_Source document:_
※

Lessons learned from this evaluation is that reading ten articles is a bit too time-intensive for willing volunteers. Future evaluations will contain less stringent reading tasks, perhaps a paragraph summary to allow users to evaluate titles. Other critiques bemoaned the lack of a baseline headline for evaluation, in this case the actual article title could be used to compare user preferences.
Below is a list of the original ten articles, side by side with generated titles which were preferred and disliked. Links are given to the original creative title which spawned them.
|Link||Ranked above average||Ranked below average||Original title/topic|
|1||Obama of the People, Other People’s Good News||People, News and Views, People in the News||On Twitter, a number of high profile users dominate the conversation|
|2||Cancer of the Country||Age of Cancer, Country Blues, Number One||British have lower rates of cancer, less likely to survive than Americans|
|3||Shellshock, Day Late, Dollar Short, Another Day, Another Dollar||Two Dollar Day, The Dollar-a-year Man||Greece’s weak debt-ridden, jobless future|
|4||Mother Misery’s Favourite Child, Father Music, Mother Dance, Pre-Paid Child Support, Some Mother’s Son||Sweet Child O’ Mine, Sleeping Beauty Overture||The divorce divide: How the US legal system screws poor parents|
|5||none||Fear, Anxiety and Depression, Rip Than Thing||Tech has a depression problem|
|6||The Peanut Butter Solution, Pay Beyond the Bill, Helping People Help People||Wandering Child Come Home, The Peanut Butter Genocide||A US Cafe’s peanut butter sandwich charity campaign|
|7||The Food Fist Way, Food Time for Change, Soul Food||Song Farm Lacy’s Kitchen, When Something is Food||The Norwegian women making a song and dance about farming|
|8||Glitch in the System, January, February||Video Computer System||The numbers that lead to disaster|
|9||Wisdom of Life, High Rise Low Life, Hi-Fi Low-Life||Modern Life, Changing People, High on Life, Where Low Life Grows||The downsides of being clever|
|10||Half Man Half Woman, World of a Woman, No Man’s Woman||Wicked Woman, Foolish Man, Woman Beat Their Man, Thirteen Woman||What Norway can teach the US about getting more women into boardrooms|
Turns out principles of software engineering are actually pretty useful.
When you have a bunch of vaguely related linguistic resources, it makes sense to pre-compute similarities, load semantic matrices into memory and organize efficient data structures for Metaphone search.

※

_Extracted records:_
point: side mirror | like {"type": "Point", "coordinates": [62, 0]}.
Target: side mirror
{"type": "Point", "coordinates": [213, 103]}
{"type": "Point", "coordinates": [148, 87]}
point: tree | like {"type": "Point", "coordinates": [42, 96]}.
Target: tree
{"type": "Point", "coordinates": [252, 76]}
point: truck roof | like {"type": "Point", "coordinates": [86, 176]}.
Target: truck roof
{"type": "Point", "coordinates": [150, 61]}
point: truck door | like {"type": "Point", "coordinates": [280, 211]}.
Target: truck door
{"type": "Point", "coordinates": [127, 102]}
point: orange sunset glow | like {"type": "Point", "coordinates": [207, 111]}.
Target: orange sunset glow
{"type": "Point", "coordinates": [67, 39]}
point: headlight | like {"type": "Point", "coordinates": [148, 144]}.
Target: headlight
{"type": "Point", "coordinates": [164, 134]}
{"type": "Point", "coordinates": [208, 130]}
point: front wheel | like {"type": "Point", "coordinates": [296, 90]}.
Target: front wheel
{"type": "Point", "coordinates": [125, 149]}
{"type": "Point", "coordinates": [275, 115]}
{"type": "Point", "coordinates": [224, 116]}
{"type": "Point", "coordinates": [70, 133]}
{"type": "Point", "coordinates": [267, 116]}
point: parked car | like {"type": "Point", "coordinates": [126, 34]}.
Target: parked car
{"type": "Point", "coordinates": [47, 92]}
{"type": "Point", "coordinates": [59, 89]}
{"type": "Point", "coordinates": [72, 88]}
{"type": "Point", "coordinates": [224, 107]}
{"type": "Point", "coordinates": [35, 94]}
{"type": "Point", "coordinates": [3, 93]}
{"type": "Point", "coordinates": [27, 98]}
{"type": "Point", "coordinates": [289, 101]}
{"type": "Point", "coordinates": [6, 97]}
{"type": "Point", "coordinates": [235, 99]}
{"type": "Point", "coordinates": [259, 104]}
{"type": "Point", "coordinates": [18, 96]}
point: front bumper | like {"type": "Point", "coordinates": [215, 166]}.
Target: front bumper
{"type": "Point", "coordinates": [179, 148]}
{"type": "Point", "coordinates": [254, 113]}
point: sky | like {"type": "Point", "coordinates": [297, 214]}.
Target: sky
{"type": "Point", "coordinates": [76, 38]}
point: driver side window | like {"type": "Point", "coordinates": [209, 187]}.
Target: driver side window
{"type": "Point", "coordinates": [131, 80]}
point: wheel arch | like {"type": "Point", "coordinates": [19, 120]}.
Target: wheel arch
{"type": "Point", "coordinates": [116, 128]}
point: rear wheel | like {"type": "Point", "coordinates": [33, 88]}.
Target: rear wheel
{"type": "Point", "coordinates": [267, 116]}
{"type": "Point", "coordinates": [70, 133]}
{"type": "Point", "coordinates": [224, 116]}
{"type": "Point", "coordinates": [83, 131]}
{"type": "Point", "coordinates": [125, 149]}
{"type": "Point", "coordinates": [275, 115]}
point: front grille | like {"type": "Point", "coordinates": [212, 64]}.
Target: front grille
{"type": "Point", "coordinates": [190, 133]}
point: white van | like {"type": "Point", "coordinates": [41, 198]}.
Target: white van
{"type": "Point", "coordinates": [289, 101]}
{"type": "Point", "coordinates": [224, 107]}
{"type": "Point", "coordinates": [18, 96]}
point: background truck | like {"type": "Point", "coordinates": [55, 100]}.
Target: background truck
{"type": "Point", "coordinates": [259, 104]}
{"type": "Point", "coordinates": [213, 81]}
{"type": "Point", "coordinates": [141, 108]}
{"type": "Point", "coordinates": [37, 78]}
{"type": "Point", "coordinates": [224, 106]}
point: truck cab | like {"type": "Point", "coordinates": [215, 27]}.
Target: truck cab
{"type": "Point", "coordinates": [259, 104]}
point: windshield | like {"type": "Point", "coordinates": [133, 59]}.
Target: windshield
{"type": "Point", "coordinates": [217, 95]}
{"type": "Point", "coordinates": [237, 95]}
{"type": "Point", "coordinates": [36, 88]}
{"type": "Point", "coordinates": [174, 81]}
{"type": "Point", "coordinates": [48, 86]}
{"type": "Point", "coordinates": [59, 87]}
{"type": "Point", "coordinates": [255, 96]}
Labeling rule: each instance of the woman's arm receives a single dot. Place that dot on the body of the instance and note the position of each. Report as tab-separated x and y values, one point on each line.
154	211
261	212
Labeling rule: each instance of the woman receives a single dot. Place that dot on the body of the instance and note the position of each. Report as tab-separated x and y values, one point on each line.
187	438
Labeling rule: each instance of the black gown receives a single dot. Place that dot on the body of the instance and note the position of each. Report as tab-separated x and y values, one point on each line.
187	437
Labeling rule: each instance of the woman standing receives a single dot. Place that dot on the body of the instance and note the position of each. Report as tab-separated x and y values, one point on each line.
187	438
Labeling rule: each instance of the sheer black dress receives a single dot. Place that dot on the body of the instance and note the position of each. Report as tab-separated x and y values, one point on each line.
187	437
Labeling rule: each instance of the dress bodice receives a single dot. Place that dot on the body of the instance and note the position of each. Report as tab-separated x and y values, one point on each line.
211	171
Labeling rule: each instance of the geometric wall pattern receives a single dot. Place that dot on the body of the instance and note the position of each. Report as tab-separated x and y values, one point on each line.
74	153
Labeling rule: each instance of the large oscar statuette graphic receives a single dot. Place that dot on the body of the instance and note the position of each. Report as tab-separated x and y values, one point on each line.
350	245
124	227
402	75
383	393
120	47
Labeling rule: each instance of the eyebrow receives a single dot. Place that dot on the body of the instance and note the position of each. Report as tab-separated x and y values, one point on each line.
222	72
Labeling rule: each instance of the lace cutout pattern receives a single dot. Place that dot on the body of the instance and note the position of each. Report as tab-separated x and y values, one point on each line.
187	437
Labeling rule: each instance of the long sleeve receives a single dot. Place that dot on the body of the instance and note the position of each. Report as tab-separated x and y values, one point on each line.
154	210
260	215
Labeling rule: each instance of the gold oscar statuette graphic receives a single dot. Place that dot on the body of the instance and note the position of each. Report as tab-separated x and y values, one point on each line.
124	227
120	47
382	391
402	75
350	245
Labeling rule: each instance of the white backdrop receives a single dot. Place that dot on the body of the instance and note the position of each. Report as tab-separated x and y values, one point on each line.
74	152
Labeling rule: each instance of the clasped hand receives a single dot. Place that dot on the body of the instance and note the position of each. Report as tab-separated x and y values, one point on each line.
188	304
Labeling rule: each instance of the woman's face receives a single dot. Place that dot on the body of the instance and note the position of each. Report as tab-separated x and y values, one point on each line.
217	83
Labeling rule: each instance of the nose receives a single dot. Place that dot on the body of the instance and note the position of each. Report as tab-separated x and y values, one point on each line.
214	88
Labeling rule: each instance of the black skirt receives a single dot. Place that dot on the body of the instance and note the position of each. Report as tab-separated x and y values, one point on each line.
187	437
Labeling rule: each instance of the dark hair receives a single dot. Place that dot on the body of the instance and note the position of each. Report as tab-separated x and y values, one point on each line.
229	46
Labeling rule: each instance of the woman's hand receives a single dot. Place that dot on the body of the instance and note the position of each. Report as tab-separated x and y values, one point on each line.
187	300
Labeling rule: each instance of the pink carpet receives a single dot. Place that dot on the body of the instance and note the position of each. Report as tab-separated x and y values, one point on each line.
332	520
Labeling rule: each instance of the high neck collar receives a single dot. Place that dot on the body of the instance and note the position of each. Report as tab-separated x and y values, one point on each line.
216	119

※

_What the task requires:_
Please decide whether each statement agrees with the text on the title evaluation, answering yes or no and quoting the deciding words: (a) No generated title for article 5 was ranked above average. (b) Future evaluations will give volunteers more reading to do. (c) "Soul Food" was ranked below average.

_Answer for the task:_
(a) Yes: "none"
(b) No: "Future evaluations will contain less stringent reading tasks"
(c) No: "The Food Fist Way, Food Time for Change, Soul Food" is under "Ranked above average"